[Natural language region descriptions]

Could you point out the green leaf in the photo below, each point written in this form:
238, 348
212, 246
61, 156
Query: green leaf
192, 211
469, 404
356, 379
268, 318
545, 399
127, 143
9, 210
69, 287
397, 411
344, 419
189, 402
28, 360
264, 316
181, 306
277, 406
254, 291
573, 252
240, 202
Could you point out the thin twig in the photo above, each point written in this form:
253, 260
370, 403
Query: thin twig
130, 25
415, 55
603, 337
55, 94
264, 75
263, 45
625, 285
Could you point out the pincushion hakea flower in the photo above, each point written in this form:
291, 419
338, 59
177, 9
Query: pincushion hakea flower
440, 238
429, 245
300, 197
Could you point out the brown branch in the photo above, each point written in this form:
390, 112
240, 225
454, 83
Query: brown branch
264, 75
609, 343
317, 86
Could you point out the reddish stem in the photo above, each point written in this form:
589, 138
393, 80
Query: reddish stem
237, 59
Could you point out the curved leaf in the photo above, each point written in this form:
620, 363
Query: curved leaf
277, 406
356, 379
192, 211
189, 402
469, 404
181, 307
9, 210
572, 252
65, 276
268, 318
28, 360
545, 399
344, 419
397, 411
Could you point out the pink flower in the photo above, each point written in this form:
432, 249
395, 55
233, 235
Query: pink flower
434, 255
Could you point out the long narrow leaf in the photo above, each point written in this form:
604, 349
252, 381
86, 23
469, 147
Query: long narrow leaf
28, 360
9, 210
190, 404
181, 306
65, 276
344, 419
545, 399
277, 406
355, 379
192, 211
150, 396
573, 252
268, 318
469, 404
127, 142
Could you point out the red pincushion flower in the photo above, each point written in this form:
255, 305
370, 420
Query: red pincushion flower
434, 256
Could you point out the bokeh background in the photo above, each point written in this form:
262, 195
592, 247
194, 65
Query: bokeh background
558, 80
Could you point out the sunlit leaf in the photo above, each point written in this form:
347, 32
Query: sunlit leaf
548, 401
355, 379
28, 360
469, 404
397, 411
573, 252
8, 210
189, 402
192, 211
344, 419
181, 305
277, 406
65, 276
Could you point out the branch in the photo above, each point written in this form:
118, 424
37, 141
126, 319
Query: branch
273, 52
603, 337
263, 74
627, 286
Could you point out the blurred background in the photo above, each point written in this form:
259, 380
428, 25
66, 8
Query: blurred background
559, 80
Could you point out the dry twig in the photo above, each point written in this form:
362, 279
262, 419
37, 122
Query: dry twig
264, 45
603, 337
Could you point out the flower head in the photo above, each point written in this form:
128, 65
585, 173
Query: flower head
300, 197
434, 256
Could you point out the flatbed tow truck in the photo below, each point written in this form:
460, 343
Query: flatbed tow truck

- **Aim of the task**: Print every entry exactly as it appears.

- **Solution to this task**:
Could you point out the green leaf in the photo below, each point written in this form:
238, 348
212, 246
61, 156
Query: green leaf
192, 211
469, 404
356, 379
268, 318
545, 399
127, 143
9, 210
69, 287
397, 411
344, 419
189, 402
28, 360
264, 316
181, 306
277, 406
254, 291
573, 252
240, 202
Could you point out the thin twig in the photo above, each point written in this form:
253, 260
370, 403
Query: thin twig
130, 25
415, 55
603, 337
55, 94
264, 75
263, 45
625, 285
Could you point out the pincushion hakea flower in the photo above, each point written in this form:
291, 419
338, 59
177, 9
Query: pincushion hakea flower
440, 238
429, 245
300, 197
Could you point out the brown branch in the photo above, each point written in this form:
390, 112
240, 225
454, 83
Query: brown branch
264, 75
609, 343
317, 86
Could you point out the reddish stem in the photo above, each point written in this form:
589, 138
393, 80
Query: reddish stem
237, 59
Could you point out the curved leaf in the photo above, each point written in this form:
620, 363
Query: curved leaf
277, 406
356, 379
192, 211
189, 402
469, 404
181, 307
9, 210
572, 252
65, 276
268, 318
28, 360
545, 399
344, 419
397, 411
Could you point out the pink flower in the photo above, each point written in this form:
432, 249
395, 55
233, 235
Query: pink flower
434, 255
Could you point out the long narrow leaf in the photo above, each point written in this form:
604, 349
252, 381
86, 23
469, 147
Query: long narrow leaf
28, 360
9, 210
190, 404
181, 306
65, 276
344, 419
545, 399
277, 406
355, 379
192, 211
150, 396
573, 252
268, 318
469, 404
127, 142
Could you point out the red pincushion flower in the photo above, each point written in this form:
255, 305
370, 420
Query: red pincushion flower
434, 256
Could you point out the bokeh background in the photo above, each point written in this form:
262, 195
592, 247
194, 65
Query: bokeh background
558, 80
Could you point out the sunlit leaf in the photo above, each point written in this form:
347, 32
Query: sunlit leaf
548, 401
355, 379
28, 360
469, 404
397, 411
573, 252
8, 210
189, 402
192, 211
344, 419
181, 305
277, 406
65, 276
Could you point out the branch in the photo above, each point written in this form:
118, 424
37, 141
126, 319
Query: branch
273, 52
603, 337
263, 74
627, 286
Could you point out the blurred background in the photo above, each point written in this form:
259, 380
428, 25
66, 8
Query: blurred background
559, 80
Could you point out the dry twig in the photo above, each point written in this form:
362, 279
262, 419
37, 122
Query: dry twig
264, 45
603, 337
Could you point out the flower head in the photo above, each point written in this form:
128, 65
585, 173
Query: flower head
300, 197
434, 256
Could you point out the flatbed tow truck in the photo below, each point written in this form:
460, 343
Query: flatbed tow truck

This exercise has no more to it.